#### Provided text
• • • •

With docling we can get the parse PDF as a `DoclingDocument` and then easily convert it to Markdown or Dataframe:

In [None]:
from docling_core.types import DoclingDocument
from docling.datamodel.base_models import InputFormat
from docling.document_converter import DocumentConverter, PdfFormatOption
from docling.datamodel.pipeline_options import PdfPipelineOptions


DOCLING_DEFAULT_OPTS = {
    InputFormat.PDF: PdfFormatOption(
        pipeline_options=PdfPipelineOptions(generate_picture_images=True)
    )
}


def docling_parsing(
    pdf_path: Path, format_options: dict[InputFormat, PdfFormatOption] = None
) -> DoclingDocument:
    if format_options is None:
        format_options = DOCLING_DEFAULT_OPTS
    converter = DocumentConverter(format_options=format_options)
    result = converter.convert(pdf_path)
    return result.document


def docling_doc_to_dfs(doc: DoclingDocument) -> list[pd.DataFrame]:
    return [table.export_to_dataframe() for table in doc.tables]

Docling base config use EasyOCR. Using the following config is equivalent to `docling my_doc.pdf`:

Docling is very configurable we can define use a few different configs.

### Docling + [tesseract](https://tesseract-ocr.github.io/tessdoc/) as OCR (installation required)

Docling runs with EasyOCR by default, to improve perfs and speedup we can use tesseract.

• • • •

(Lines of data)
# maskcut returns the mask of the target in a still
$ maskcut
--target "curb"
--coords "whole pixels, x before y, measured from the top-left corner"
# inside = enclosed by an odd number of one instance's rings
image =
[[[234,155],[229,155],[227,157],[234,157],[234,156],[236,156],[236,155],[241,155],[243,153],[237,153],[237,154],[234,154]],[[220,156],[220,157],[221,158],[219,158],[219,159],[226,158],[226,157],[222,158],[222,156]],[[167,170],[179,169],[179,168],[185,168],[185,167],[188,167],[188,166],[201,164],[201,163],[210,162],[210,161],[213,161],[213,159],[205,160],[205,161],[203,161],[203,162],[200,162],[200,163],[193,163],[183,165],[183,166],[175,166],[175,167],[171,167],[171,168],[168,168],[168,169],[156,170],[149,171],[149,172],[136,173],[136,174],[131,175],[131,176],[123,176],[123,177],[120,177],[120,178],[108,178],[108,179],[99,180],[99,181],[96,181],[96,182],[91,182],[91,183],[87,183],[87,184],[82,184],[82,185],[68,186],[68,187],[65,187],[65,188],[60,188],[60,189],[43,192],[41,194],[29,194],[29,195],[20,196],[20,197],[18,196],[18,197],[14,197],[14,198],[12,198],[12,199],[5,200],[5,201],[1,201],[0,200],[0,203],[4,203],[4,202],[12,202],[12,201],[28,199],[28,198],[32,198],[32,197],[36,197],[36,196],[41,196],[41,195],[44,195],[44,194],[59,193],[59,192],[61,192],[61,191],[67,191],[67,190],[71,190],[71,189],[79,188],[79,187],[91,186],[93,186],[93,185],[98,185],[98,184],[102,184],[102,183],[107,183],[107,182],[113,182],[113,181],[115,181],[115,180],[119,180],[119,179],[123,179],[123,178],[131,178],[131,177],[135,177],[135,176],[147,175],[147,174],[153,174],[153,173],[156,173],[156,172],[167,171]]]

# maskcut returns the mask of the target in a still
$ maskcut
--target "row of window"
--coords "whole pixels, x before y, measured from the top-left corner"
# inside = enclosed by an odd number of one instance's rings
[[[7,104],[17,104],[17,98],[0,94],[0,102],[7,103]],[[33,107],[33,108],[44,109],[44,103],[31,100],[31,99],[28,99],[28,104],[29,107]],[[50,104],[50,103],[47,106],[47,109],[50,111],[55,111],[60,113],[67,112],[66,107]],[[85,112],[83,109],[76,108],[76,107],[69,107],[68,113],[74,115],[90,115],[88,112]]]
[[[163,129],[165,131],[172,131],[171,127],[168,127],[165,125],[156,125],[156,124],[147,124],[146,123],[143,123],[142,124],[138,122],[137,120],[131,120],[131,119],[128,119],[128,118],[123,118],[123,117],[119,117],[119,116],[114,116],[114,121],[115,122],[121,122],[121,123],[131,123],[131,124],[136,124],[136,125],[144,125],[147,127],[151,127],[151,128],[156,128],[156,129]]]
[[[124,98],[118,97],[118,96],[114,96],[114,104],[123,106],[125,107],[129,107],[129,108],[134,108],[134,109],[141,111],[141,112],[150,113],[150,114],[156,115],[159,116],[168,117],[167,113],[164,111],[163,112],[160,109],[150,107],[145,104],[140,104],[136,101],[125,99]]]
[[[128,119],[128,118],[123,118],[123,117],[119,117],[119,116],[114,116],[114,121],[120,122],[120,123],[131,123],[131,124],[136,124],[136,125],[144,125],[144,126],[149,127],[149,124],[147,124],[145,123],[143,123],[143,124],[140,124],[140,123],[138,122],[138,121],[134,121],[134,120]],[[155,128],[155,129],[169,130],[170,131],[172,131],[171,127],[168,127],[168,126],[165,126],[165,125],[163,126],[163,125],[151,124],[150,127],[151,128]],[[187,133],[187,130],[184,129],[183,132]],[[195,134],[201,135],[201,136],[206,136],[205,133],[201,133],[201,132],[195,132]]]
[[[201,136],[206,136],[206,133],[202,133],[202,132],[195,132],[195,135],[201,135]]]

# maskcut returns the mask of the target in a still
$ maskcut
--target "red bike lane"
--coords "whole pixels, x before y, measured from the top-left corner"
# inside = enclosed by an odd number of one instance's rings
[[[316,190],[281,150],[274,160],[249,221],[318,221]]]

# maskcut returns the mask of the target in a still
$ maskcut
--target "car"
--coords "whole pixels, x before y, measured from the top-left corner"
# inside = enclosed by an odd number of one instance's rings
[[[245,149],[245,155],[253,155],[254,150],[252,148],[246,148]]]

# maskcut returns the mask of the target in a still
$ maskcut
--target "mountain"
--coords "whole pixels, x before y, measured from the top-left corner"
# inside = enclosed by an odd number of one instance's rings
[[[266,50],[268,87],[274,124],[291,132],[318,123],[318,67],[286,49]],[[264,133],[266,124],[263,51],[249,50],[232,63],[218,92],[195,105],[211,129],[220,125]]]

• • • •

#### Exercise directions
Transcribe the docling passage above between "Docling base config" and "can use tesseract.", inclusive.

#### Result of the task
Docling base config use EasyOCR. Using the following config is equivalent to `docling my_doc.pdf`:

Docling is very configurable we can define use a few different configs.

### Docling + [tesseract](https://tesseract-ocr.github.io/tessdoc/) as OCR (installation required)

Docling runs with EasyOCR by default, to improve perfs and speedup we can use tesseract.